Stated goal » Lay out the entries below as a numbered list with no blank lines, and leave the pictures out.

Stored entries
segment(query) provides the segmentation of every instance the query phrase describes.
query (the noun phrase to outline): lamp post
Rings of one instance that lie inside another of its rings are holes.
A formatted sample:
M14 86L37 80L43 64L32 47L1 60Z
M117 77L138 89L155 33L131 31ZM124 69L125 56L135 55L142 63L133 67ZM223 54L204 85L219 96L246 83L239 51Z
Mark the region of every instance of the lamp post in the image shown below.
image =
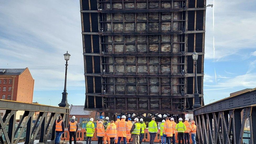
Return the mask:
M192 57L193 60L195 61L194 65L195 66L195 92L194 93L194 103L193 106L193 109L195 109L200 108L202 106L200 104L199 101L199 94L198 93L198 90L197 89L197 73L196 71L196 60L198 58L198 53L196 52L195 51L192 54Z
M215 99L211 99L211 100L210 100L210 104L211 103L211 100L215 100Z
M67 53L64 54L64 59L66 60L66 71L65 74L65 84L64 85L64 90L63 92L62 93L62 99L61 102L58 105L60 107L66 108L68 108L69 106L69 104L68 103L67 97L68 93L67 92L67 72L68 69L68 61L69 60L69 58L70 55L68 53L68 51L67 51Z

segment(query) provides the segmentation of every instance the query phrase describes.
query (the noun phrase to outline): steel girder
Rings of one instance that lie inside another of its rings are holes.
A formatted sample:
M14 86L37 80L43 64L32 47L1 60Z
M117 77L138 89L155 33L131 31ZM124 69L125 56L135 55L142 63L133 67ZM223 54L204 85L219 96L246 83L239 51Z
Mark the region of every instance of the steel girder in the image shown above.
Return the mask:
M39 136L40 142L54 140L56 120L61 115L65 121L69 112L66 108L2 100L0 109L6 110L2 118L0 117L0 142L8 144L17 144L20 141L25 141L25 143L33 143ZM24 113L17 123L15 118L18 110ZM34 124L34 116L36 119Z
M194 115L200 143L256 143L255 89L197 109Z

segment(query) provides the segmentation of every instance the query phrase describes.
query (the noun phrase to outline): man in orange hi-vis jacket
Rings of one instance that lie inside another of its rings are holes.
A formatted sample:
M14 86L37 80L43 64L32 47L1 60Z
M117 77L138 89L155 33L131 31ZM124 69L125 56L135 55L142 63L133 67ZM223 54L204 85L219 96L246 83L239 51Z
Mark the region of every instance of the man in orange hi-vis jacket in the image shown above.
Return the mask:
M169 120L169 118L168 117L166 117L165 118L163 134L166 135L166 141L168 144L170 144L170 140L172 136L172 124Z
M118 144L120 144L121 139L123 138L124 143L126 144L126 130L127 127L127 122L125 121L126 116L123 115L121 117L121 120L118 122L116 125L117 130L117 137L118 138Z

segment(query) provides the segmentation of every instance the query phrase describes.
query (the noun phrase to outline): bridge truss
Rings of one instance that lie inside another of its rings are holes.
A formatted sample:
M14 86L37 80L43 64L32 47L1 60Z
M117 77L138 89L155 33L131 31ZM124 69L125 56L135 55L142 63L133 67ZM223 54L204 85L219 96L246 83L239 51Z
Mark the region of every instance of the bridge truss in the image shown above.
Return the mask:
M256 143L256 88L197 109L194 115L200 143Z
M40 142L54 140L56 120L60 115L63 121L67 121L69 112L68 109L65 108L2 99L0 109L6 110L0 117L2 143L16 144L22 141L33 143L37 137ZM20 111L24 111L24 114L20 121L16 122L16 114ZM33 116L36 118L34 123Z

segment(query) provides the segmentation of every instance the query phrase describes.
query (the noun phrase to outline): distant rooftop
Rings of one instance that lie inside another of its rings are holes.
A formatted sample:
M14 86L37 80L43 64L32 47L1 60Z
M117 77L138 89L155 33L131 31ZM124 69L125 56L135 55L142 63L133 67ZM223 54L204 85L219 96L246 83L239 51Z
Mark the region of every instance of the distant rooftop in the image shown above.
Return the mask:
M84 110L84 105L71 105L69 110L70 115L88 115L90 111Z
M0 75L19 75L26 68L0 68Z

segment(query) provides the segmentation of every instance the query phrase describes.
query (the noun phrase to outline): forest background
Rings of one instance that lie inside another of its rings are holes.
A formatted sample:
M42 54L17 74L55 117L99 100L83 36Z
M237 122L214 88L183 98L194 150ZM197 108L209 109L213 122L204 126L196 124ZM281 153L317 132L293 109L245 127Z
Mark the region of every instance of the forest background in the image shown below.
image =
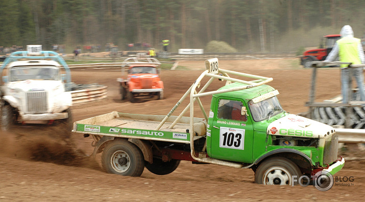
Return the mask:
M145 42L161 49L224 41L238 52L287 52L318 46L351 25L365 34L363 0L0 0L0 46L51 50ZM218 50L217 50L217 52Z

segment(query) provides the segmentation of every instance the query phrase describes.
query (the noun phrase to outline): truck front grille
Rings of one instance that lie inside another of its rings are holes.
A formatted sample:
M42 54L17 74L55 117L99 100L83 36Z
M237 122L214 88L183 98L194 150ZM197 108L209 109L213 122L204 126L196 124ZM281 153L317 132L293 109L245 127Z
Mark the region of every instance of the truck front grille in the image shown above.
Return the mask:
M47 112L47 93L46 91L27 92L27 112L43 113Z
M152 89L152 78L142 78L141 79L141 84L142 89Z
M338 136L334 134L330 138L326 139L323 151L323 164L331 164L337 160L338 152Z

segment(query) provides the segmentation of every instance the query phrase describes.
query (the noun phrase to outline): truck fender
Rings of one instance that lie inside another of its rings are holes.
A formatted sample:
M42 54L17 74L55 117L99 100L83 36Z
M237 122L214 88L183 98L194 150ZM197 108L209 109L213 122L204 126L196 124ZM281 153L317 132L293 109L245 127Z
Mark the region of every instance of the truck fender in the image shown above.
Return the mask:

Output for this task »
1. segment(query) provides the segmentation of every instance the query phrase describes.
2. query (the noun phrase to outline): lamp post
3. Rings of one instance that lie inside another of its rings are holes.
4. A formatted sample:
5. M14 86L37 80L43 64L32 47L1 60Z
6. M117 77L138 89L155 33L131 31ZM124 69L125 56L135 55L142 63L133 67ZM223 54L204 85L219 96L246 83L239 51Z
7. Mark the region of every instance of the lamp post in the image shown below.
8. image =
9. Return the mask:
10. M192 57L193 60L195 61L194 65L195 66L195 92L194 93L194 103L193 106L193 109L195 109L200 108L202 106L200 104L199 101L199 94L198 93L198 90L197 89L197 73L196 71L196 60L198 58L198 53L196 52L195 51L192 54Z
11. M215 99L211 99L211 100L210 100L210 104L211 103L211 100L215 100Z
12. M67 53L64 54L64 59L66 60L66 71L65 74L65 84L64 85L64 90L63 92L62 93L62 99L61 102L58 105L60 107L66 108L68 108L69 106L69 104L68 103L67 97L68 93L67 92L67 72L68 69L68 61L69 60L69 58L70 55L68 53L68 51L67 51Z
13. segment(query) provides the segmentation of every instance the query phrase describes.
14. query (the noun phrase to outline): steel girder
15. Rings of one instance that lie inside another of its rings are holes.
16. A formatted sample:
17. M14 86L37 80L43 64L32 47L1 60Z
18. M117 77L138 89L155 33L131 31ZM124 69L125 56L135 55L142 63L133 67ZM223 54L204 85L219 96L246 83L239 51Z
19. Mark the region of every instance of the steel girder in the image shown above.
20. Return the mask:
21. M39 136L40 142L54 140L56 120L61 115L65 121L69 112L66 108L2 100L0 109L6 110L2 118L0 117L0 142L8 144L17 144L20 141L25 141L25 143L33 143ZM24 113L17 123L15 118L18 110ZM34 124L34 116L36 119Z
22. M194 115L200 143L256 143L255 89L197 109Z
23. segment(query) provides the segmentation of every instance the query phrase describes.
24. query (the noun phrase to outline): man in orange hi-vis jacket
25. Rings of one instance that lie inside another of its rings are holes.
26. A formatted sample:
27. M14 86L37 80L43 64L32 47L1 60Z
28. M117 77L138 89L155 33L131 31ZM124 69L125 56L135 55L142 63L133 67ZM223 54L204 85L219 96L246 83L239 51Z
29. Mark the region of every instance of the man in orange hi-vis jacket in the image shown above.
30. Return the mask:
31. M169 120L169 118L168 117L166 117L165 118L163 134L166 135L166 141L168 144L170 144L170 140L172 136L172 124Z
32. M118 144L120 144L121 139L123 138L124 143L126 144L126 130L127 127L127 122L125 121L126 116L123 115L121 117L121 120L118 122L116 125L117 130L117 137L118 138Z
33. segment(query) provides the segmentation of every instance the query phrase describes.
34. query (the noun phrase to outline): bridge truss
35. Rings of one instance that lie inside another of its rings are holes.
36. A formatted sample:
37. M14 86L37 80L43 64L32 47L1 60Z
38. M117 77L138 89L155 33L131 31ZM124 69L125 56L135 55L142 63L133 67ZM223 54L204 85L219 96L246 83L239 51Z
39. Mark the region of every instance of the bridge truss in the image shown above.
40. Return the mask:
41. M256 143L256 88L197 109L194 115L200 143Z
42. M40 142L54 140L56 120L60 115L63 121L67 121L69 112L68 109L65 108L2 99L0 109L6 110L0 117L2 143L16 144L22 141L33 143L37 137ZM20 111L24 111L24 114L20 121L16 122L16 114ZM33 116L36 118L34 123Z
43. segment(query) provides the segmentation of every instance the query phrase describes.
44. query (the noun phrase to outline): distant rooftop
45. Rings of one instance that lie inside another of its rings are holes.
46. A formatted sample:
47. M14 86L37 80L43 64L32 47L1 60Z
48. M117 77L138 89L155 33L131 31ZM124 69L125 56L135 55L142 63L133 67ZM223 54L204 85L219 96L246 83L239 51Z
49. Mark the region of every instance of the distant rooftop in the image shown above.
50. Return the mask:
51. M84 110L84 105L71 105L69 110L70 115L88 115L90 111Z
52. M0 75L19 75L26 68L0 68Z
53. segment(query) provides the segmentation of every instance the query phrase describes.
54. query (the noun phrase to outline): forest background
55. Rings of one instance that lie inside another of its rings are holes.
56. A formatted sample:
57. M42 54L17 74L55 117L99 100L83 36Z
58. M237 122L214 88L183 98L194 150ZM197 108L209 109L213 122L204 126L196 124ZM281 153L317 132L293 109L245 127Z
59. Mark the region of every instance of the forest background in the image shown below.
60. image =
61. Return the mask:
62. M145 42L161 49L224 41L238 52L287 52L318 46L351 25L365 34L363 0L0 0L0 46L51 50ZM218 50L217 50L217 52Z
63. segment(query) provides the segmentation of every instance the query phrase describes.
64. query (the noun phrase to outline): truck front grille
65. Rings of one instance that lie inside another of its rings are holes.
66. A formatted sample:
67. M42 54L17 74L55 117L99 100L83 36Z
68. M237 122L214 88L183 98L194 150ZM197 108L209 109L213 122L204 126L196 124ZM281 153L317 132L293 109L245 127Z
69. Mark the region of every instance of the truck front grille in the image shown above.
70. Return the mask:
71. M47 112L47 93L46 91L27 92L27 112L43 113Z
72. M152 89L152 78L142 78L141 79L141 84L142 89Z
73. M338 136L334 134L330 138L326 139L323 151L323 164L331 164L337 160L338 152Z
74. segment(query) provides the segmentation of every instance the query phrase describes.
75. query (the noun phrase to outline): truck fender
76. Rings of one instance that lie inside another of its rings are holes.
77. A formatted sample:
78. M42 54L17 74L55 117L99 100L83 36Z
79. M237 122L214 88L183 98L194 150ZM197 108L209 109L213 122L204 126L196 124ZM281 153L317 132L293 109L245 127Z
80. Mark the region of every instance of the truck fender in the image shown above.
81. Return the mask:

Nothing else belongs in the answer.